• Exercise requirements: Where does the word "chocolate" show up in the records? Copy every line that holds it.

• Records for the exercise:

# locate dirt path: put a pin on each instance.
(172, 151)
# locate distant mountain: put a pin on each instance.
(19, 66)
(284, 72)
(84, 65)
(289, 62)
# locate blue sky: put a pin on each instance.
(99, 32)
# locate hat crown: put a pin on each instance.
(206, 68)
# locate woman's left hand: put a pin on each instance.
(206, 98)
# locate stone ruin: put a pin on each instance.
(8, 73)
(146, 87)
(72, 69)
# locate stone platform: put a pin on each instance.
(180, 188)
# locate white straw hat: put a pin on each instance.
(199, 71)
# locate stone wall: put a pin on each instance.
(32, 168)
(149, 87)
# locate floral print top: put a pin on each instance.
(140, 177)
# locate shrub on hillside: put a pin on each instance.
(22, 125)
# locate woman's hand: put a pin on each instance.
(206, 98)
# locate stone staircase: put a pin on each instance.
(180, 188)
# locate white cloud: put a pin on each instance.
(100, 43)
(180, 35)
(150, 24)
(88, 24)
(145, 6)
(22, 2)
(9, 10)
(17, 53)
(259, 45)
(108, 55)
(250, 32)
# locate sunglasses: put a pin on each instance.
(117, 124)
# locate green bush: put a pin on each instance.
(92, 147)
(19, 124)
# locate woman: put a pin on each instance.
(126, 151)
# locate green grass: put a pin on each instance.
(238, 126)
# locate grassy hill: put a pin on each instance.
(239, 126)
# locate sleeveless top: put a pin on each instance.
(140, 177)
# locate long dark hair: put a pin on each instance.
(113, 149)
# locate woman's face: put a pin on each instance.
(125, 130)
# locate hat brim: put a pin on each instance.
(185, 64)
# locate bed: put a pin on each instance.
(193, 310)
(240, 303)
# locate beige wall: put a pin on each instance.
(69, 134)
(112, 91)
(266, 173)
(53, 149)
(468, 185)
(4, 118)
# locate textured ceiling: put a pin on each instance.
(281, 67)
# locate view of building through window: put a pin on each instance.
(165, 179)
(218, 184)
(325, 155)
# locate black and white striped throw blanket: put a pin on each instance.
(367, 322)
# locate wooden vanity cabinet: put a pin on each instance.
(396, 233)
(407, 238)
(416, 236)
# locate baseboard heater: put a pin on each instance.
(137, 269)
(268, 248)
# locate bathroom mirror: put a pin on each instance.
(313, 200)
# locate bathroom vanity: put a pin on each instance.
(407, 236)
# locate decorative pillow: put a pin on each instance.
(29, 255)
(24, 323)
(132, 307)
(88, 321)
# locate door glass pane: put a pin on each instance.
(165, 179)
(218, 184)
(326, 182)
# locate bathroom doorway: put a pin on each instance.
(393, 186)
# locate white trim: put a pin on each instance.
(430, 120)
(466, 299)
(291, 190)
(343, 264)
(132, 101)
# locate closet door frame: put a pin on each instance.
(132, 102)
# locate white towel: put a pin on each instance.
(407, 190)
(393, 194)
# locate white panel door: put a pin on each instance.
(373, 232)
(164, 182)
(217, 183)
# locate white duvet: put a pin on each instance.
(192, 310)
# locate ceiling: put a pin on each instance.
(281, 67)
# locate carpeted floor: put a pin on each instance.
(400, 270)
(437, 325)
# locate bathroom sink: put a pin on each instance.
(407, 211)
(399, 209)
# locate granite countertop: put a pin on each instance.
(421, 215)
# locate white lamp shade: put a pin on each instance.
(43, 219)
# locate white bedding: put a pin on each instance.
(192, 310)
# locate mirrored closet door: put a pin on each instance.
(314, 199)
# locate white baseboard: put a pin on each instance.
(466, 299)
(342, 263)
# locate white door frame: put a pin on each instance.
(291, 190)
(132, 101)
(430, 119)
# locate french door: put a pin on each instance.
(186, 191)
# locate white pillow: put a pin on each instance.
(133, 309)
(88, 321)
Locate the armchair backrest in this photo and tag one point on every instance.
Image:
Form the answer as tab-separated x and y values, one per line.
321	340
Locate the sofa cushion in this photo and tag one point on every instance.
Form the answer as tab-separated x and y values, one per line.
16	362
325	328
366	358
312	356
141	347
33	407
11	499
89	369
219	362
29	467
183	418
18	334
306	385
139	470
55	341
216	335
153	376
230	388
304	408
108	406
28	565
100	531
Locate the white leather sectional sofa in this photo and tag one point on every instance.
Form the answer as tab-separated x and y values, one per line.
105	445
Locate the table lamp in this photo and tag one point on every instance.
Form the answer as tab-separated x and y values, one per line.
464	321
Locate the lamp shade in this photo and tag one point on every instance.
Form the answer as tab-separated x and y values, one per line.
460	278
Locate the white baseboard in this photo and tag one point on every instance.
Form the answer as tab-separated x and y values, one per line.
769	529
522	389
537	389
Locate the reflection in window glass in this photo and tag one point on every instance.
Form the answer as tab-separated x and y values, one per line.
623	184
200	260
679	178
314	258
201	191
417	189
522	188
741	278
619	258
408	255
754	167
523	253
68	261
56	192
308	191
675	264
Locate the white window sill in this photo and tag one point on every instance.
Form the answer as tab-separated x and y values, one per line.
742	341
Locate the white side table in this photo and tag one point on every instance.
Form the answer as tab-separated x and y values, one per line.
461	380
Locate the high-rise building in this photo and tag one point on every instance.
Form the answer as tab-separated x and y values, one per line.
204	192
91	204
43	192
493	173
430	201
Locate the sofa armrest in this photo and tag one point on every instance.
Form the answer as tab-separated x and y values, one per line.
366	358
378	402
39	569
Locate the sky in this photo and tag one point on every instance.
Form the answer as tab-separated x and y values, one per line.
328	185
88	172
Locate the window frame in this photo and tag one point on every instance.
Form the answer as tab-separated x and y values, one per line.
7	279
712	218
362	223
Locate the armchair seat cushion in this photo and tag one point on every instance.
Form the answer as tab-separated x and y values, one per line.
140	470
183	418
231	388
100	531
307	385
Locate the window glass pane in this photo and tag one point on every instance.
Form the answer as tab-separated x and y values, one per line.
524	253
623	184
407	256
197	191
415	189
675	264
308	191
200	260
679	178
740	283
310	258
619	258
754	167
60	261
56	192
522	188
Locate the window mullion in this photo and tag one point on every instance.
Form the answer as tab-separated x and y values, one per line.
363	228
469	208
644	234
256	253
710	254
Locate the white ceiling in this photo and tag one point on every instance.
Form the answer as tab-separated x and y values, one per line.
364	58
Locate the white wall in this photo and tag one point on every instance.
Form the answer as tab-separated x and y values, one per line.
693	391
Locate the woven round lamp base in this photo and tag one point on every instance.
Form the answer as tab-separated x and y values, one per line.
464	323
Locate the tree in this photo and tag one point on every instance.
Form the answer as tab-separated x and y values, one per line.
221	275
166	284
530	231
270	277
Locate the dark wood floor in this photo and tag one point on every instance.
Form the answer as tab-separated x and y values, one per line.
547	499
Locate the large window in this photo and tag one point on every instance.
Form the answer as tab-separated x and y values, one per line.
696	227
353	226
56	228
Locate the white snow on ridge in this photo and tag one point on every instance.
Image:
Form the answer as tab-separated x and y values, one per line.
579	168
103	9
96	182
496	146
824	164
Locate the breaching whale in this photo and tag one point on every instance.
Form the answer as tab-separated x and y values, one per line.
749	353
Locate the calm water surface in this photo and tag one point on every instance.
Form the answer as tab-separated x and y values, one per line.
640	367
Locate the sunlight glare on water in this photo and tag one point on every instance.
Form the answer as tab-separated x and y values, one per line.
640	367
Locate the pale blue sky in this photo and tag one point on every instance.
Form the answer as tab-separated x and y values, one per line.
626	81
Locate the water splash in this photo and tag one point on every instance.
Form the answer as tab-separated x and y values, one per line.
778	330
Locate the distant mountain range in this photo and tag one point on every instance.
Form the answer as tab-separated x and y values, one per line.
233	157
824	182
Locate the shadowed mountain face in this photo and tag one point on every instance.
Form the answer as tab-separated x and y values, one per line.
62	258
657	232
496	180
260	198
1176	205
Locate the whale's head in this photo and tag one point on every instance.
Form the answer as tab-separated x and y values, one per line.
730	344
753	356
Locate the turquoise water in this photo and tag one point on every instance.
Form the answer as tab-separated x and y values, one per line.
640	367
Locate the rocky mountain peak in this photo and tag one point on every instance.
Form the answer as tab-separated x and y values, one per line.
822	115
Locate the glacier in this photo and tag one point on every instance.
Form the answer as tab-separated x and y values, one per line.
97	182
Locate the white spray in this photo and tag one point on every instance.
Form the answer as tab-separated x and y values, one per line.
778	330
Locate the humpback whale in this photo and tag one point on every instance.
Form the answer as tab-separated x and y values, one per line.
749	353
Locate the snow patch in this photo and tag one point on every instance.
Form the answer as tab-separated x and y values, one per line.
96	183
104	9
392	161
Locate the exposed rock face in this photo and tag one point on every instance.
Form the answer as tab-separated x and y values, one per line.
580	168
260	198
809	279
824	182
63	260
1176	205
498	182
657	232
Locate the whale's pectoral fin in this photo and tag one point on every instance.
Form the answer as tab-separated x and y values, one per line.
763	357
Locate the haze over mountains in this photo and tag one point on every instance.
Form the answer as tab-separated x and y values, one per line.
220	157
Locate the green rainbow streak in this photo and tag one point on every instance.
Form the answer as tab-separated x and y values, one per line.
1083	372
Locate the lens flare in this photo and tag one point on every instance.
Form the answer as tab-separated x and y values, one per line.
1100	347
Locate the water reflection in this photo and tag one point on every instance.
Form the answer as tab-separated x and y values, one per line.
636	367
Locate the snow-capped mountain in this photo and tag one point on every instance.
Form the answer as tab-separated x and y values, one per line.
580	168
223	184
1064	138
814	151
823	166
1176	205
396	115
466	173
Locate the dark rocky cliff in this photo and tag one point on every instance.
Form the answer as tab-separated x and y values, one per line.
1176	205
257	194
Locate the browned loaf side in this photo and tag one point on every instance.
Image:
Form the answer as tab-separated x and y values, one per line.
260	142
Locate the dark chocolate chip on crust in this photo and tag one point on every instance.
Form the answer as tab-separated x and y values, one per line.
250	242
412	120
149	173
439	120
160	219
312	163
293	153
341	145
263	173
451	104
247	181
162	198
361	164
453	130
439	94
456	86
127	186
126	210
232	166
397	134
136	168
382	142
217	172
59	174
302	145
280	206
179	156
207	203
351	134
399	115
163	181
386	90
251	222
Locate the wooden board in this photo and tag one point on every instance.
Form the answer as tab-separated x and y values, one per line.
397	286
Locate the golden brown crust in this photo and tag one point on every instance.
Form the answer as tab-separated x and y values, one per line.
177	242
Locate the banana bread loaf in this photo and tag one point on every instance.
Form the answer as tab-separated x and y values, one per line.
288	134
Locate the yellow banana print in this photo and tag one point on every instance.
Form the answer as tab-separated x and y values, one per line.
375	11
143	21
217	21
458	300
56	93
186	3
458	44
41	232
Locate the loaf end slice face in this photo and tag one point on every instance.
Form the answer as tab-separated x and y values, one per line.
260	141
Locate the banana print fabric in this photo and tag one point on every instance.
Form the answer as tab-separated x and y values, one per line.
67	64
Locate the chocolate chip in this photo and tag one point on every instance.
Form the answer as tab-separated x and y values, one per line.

• Result:
Locate the dark chocolate chip on crust in this photo and tag one point on every instance.
Locate the chocolate chip in this photo and tag one point on every instance.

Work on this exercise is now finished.